— start Source —

A first impression of Google's Skipfish scanner for web applications

According to a Google security blog post by developer Michal Zalewski, Google's new, free Skipfish scanner is designed to be fast and easy to use while incorporating the latest in cutting-edge security logic. Felix 'FX' Lindner examines Skipfish to see how well it compares to other tools used to check web site integrity.
When checking the security of web applications, developers use automated scanners to gain an overview which can then be refined by further manual testing. Depending on the user's requirements and expertise, this may involve minimalist basic tools such as Nikto, or comprehensive commercial software such as Rational AppScan. The main aim of such a scan is to reveal configuration and implementation flaws in the interaction between web servers, application servers, application logics and other components of modern web applications. Typical vulnerabilities detected this way include SQL injection, cross site scripting, cross site request forgery and code injection.

The curtain goes up

Skipfish, released in March, supports all the features one could wish for when doing a generic web page scan: It can handle cookies, it can process authentication details and the values of HTML form variables, and it can even use a single session token to navigate the target page as an authenticated user. One of Skipfish's specialities is to run through all the possible file and directory names in order to detect items like script back-ups the admin has forgotten about, compressed archives of entire web applications, or SSH/subversion configuration files that may have accidentally been left behind. As such items can only be tracked down by trial and error, the scanner combines various known file extensions with all the file names it detects by checking the normal links on the web page.

— end Source —

Direction 1: From the Skipfish article, extract the passage from "The curtain goes" up to and including "the web page.", copying it word for word.

— start Supplied data —

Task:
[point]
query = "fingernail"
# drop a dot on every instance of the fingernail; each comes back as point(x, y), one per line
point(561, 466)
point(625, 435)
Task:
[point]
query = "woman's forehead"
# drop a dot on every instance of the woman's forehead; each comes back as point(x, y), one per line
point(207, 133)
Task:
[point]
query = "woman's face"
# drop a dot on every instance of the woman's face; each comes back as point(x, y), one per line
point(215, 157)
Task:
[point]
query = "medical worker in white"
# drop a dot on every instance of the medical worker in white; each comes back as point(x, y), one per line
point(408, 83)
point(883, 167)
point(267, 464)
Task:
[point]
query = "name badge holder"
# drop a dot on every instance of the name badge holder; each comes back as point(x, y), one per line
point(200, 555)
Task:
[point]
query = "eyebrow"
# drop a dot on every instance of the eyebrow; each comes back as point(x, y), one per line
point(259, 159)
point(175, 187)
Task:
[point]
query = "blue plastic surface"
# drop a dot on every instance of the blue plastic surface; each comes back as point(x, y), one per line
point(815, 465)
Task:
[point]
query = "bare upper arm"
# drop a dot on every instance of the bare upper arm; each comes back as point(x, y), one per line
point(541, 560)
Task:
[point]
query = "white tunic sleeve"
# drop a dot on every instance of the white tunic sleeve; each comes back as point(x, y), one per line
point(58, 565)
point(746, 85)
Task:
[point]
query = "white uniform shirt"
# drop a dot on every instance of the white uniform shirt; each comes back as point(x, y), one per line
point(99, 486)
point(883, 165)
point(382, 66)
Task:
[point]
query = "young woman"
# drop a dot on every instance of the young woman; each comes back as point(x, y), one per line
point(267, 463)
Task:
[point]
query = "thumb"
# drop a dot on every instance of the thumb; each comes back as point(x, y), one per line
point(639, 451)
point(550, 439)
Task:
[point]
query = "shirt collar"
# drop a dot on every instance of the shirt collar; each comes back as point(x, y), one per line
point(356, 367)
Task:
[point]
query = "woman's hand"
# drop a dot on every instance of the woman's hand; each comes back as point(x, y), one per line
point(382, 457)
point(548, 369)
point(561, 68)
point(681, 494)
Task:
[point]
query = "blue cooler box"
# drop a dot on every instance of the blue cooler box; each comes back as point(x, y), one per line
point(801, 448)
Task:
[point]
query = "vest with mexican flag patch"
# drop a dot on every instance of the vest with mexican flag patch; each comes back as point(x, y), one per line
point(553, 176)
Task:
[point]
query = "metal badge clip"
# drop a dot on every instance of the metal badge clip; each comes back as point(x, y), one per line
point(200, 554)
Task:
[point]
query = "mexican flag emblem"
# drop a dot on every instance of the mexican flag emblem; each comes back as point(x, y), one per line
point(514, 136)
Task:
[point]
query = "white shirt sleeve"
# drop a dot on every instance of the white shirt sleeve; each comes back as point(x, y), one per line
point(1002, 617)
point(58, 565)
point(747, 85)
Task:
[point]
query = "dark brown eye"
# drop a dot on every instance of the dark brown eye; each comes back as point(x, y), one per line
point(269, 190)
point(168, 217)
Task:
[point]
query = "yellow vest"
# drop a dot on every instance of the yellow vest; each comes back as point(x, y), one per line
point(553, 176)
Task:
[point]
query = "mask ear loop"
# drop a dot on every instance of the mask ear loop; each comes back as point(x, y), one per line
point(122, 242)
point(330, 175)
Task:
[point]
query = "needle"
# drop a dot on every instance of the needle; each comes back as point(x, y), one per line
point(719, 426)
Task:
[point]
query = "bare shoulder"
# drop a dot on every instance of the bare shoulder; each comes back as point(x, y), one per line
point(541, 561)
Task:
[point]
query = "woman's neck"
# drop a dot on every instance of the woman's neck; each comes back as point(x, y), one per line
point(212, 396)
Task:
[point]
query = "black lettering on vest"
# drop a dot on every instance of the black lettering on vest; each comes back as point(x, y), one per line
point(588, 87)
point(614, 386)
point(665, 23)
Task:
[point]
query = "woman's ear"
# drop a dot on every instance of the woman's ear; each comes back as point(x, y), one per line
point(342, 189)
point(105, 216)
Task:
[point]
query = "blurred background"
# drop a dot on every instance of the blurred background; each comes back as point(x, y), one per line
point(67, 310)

— end Supplied data —

Direction 2: Pull out every line of the records that contains the string "forehead", copying each line unchanged.

Exercise result 1:
The curtain goes up

Skipfish, released in March, supports all the features one could wish for when doing a generic web page scan: It can handle cookies, it can process authentication details and the values of HTML form variables, and it can even use a single session token to navigate the target page as an authenticated user. One of Skipfish's specialities is to run through all the possible file and directory names in order to detect items like script back-ups the admin has forgotten about, compressed archives of entire web applications, or SSH/subversion configuration files that may have accidentally been left behind. As such items can only be tracked down by trial and error, the scanner combines various known file extensions with all the file names it detects by checking the normal links on the web page.

Exercise result 2:
query = "woman's forehead"
# drop a dot on every instance of the woman's forehead; each comes back as point(x, y), one per line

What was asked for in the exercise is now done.